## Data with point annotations
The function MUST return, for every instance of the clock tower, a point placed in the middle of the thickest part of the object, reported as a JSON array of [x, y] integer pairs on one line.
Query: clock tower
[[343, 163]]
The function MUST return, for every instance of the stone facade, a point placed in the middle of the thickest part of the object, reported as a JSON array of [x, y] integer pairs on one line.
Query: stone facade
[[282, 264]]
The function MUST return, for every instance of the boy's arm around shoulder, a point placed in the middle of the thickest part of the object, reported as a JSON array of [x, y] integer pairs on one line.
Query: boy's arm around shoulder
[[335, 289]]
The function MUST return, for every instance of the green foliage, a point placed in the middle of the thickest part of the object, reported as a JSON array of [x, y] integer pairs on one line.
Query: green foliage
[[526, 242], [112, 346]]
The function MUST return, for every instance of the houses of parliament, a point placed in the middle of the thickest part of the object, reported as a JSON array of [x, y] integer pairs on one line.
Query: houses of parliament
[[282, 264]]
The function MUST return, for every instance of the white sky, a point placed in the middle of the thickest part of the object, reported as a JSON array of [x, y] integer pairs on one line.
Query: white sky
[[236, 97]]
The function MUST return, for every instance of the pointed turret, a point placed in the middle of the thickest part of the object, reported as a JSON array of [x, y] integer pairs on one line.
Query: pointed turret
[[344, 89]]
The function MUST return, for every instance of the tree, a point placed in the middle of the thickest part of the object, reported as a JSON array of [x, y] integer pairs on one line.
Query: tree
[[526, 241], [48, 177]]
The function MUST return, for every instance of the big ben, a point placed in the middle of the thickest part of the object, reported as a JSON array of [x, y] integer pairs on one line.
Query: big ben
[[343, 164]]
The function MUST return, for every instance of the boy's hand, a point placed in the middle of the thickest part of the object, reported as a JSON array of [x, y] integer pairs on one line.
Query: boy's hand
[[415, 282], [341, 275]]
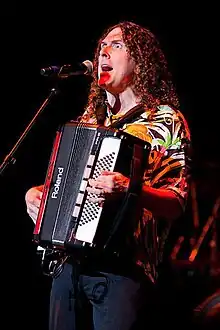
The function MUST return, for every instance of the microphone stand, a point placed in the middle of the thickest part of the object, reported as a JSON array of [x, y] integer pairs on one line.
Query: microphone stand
[[10, 159]]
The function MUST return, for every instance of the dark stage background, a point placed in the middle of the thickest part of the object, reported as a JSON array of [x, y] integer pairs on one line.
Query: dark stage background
[[63, 34]]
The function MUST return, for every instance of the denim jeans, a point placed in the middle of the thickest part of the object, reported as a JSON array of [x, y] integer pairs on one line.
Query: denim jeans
[[115, 301]]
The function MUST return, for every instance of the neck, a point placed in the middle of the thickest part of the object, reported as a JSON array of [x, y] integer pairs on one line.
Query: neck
[[123, 102]]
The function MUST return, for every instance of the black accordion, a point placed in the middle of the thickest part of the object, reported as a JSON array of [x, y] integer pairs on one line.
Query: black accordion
[[67, 220]]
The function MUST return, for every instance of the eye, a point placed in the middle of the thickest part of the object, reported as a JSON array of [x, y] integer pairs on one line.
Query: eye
[[117, 45]]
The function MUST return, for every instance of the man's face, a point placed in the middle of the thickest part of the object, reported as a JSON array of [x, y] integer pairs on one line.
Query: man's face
[[115, 66]]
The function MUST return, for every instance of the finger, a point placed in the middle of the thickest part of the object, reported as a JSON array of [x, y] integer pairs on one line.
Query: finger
[[33, 212], [108, 173], [95, 191], [106, 184], [96, 200]]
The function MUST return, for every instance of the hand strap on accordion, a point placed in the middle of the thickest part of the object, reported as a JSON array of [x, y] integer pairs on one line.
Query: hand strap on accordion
[[128, 116], [130, 209]]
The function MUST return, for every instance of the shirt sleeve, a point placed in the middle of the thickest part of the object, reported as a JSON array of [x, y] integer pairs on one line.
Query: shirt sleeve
[[169, 163]]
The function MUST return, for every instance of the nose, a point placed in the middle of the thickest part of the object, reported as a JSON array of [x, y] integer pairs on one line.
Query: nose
[[105, 51]]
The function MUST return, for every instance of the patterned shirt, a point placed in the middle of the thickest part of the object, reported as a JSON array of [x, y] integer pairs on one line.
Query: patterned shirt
[[168, 134]]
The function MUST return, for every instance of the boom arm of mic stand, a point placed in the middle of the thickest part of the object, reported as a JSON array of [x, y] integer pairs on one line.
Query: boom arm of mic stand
[[10, 157]]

## EXERCISE DETAILS
Copy the data word for word, from its first line through the line containing "[[343, 163]]". Include both of those lines.

## SOLUTION BELOW
The function MUST return, for every instance of the clock tower, a point placed in the middle of the thickest part of the object, reported as a JSON array of [x, y] integer pairs on one line.
Query: clock tower
[[343, 163]]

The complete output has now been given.